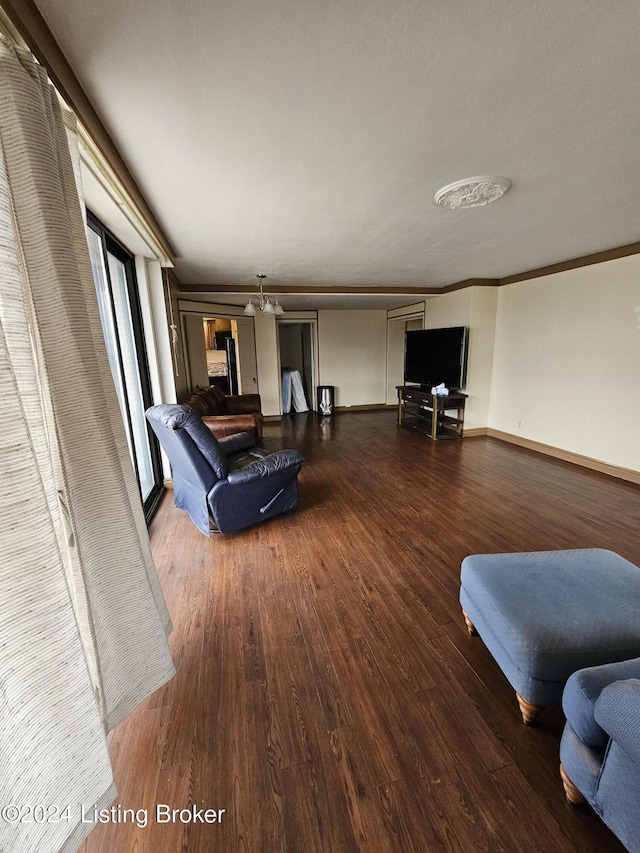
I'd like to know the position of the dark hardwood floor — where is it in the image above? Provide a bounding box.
[80,410,640,852]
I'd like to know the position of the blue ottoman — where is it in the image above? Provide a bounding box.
[459,549,640,724]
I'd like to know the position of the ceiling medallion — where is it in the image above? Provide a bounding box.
[434,176,511,210]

----------------

### Work instructions
Write out exactly the final stretch of the records: the line containing "I'd like to know the position of the ceiling" and every line after it, through the last, and nothing else.

### Task solution
I'd like to know the position of the ceiling medallion — where is it in the image above? Provide a bounding box.
[434,176,511,210]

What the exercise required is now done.